== Stated goal 1 ==
In the proposal on unstable crate APIs below, list every name it suggests for the single shared --cfg flag.

== Text excerpt ==
However, extending this pattern to more than one crate is problematic, because while the lack of being able to encapsulate this is desired, it makes writing libraries utilizing upstream unstable features impractical. Say I'm the author awsm-sauce: now upstream is requiring --cfg upstream_semver_exempt, and I've realized the error of my ways, so gate the use of unstable parts of upstream behind an unstable-* flag. But now, even though my consumers are reasonably hidden from my use of upstream, and they're explicitly opting into my unstable API surface, they have to also opt into upstream's unstable surface.

My proposed solution: form a consensus that every crate should use the same --cfg flag, e.g. allow_crate_unstable (that's a literal crate, not a placeholder for the crate name) or allow_3rd_party_unstable or crates_are_semver_exempt; something illustrative. The point is to have a singular opt-in for builds which unlocks the ability to enable any crate's unstable APIs, just like using the nightly Rust toolchain gives all crates being compiled the ability to enable #![feature]s.

Suggested implementation

Normally annotated functions:

/// This function does something really risky!
///
/// Don't use it yet!
#[stability::unstable(feature = "risky-function")]
pub fn risky_function() {
    impl_body!()
}

// becomes

/// This function does something really risky!
///
/// Don't use it yet!
///
/// # Availability
///
/// **This API is marked as unstable** and is only available when the
/// `unstable-risky-function` crate feature is enabled. This comes with no
/// stability guarantees, and could be changed or removed at any time.
#[cfg(all(allow_crate_unstable, feature = "unstable-risky-function"))]
pub fn risky_function() {
    impl_body!()

== Stated goal 2 ==
How many lines in the records below contain the string "foot"? Reply with the number only.

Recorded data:

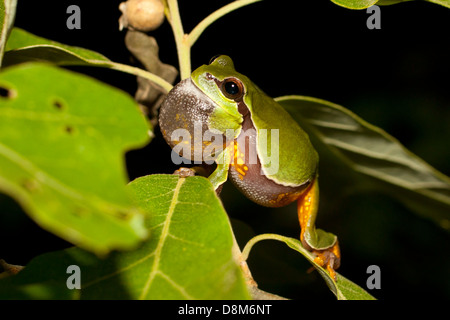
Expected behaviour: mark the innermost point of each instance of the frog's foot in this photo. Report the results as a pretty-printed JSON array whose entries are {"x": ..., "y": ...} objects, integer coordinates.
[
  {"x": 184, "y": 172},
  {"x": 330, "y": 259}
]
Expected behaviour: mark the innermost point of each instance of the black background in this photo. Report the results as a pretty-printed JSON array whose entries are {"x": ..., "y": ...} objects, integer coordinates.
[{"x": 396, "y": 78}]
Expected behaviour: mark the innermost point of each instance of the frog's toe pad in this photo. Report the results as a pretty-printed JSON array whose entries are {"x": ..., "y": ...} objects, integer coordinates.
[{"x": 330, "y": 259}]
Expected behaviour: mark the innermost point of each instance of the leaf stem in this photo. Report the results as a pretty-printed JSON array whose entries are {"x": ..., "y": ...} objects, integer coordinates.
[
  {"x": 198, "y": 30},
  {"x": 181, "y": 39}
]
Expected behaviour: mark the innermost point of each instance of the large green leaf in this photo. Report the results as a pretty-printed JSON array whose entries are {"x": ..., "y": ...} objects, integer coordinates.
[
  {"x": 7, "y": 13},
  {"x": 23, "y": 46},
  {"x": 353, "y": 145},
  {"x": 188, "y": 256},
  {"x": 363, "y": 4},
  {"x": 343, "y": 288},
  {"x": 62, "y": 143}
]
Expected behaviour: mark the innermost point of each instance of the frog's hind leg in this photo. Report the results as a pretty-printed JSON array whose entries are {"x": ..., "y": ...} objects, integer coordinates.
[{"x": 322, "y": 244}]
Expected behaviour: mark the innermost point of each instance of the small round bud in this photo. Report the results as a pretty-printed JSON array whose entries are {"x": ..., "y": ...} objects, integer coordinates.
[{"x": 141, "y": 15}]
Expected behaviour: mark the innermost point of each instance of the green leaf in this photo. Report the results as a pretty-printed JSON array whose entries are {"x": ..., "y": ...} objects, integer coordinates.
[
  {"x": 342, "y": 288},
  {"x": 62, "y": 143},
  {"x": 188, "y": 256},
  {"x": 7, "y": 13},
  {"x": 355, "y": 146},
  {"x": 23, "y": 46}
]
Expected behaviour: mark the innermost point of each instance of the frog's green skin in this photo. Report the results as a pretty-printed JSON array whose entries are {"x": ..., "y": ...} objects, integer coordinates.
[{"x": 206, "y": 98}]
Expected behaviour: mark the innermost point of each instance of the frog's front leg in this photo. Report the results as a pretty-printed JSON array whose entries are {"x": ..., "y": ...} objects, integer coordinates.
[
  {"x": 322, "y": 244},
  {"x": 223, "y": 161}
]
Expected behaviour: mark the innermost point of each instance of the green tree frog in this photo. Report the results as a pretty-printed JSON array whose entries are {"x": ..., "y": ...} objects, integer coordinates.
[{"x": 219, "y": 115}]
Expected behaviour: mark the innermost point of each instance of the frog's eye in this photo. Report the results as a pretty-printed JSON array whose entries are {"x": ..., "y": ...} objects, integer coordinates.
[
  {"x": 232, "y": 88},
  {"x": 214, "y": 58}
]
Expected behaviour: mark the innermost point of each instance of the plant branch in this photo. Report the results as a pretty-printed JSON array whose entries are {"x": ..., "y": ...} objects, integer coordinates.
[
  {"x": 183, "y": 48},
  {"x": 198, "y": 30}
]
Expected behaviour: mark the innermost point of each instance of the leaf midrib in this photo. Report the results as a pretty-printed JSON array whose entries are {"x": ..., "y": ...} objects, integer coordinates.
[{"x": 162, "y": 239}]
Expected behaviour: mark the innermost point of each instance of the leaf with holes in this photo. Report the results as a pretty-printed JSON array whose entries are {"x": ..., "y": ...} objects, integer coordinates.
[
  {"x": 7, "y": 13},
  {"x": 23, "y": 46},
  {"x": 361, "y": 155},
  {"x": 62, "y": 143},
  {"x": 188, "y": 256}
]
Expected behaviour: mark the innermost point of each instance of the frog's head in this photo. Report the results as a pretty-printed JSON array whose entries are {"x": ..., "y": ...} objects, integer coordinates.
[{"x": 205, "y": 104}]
---
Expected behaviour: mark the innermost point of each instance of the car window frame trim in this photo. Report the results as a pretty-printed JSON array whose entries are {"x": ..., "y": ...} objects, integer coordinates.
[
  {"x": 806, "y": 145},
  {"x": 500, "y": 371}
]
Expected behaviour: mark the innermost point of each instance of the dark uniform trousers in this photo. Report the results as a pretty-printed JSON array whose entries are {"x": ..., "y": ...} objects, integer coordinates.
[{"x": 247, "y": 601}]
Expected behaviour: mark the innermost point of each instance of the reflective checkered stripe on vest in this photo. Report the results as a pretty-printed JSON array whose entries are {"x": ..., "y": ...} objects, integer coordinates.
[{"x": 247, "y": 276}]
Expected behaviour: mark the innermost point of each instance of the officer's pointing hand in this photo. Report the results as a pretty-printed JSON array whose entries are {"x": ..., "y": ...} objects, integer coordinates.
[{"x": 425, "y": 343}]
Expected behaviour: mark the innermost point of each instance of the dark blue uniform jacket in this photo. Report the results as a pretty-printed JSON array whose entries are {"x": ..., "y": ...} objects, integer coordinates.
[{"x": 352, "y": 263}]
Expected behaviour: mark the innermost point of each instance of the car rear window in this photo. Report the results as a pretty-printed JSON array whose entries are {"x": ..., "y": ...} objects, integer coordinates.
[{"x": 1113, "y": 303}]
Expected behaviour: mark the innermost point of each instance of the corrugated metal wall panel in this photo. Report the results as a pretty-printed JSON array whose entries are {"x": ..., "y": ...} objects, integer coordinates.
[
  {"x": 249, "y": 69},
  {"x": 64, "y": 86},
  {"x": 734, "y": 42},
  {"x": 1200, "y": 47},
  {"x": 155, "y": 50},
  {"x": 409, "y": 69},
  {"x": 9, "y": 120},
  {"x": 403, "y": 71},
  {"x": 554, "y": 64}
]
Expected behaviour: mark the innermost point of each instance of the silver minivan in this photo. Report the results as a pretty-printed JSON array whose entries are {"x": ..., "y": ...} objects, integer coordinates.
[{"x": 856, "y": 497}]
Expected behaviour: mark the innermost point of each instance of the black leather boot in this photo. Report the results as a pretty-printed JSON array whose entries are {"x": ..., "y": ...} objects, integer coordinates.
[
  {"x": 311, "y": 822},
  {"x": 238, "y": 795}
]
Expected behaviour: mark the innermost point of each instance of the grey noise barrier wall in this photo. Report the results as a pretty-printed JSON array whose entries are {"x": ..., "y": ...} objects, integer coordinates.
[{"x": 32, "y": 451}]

== Task answer 1 ==
- allow_crate_unstable
- allow_3rd_party_unstable
- crates_are_semver_exempt

== Task answer 2 ==
1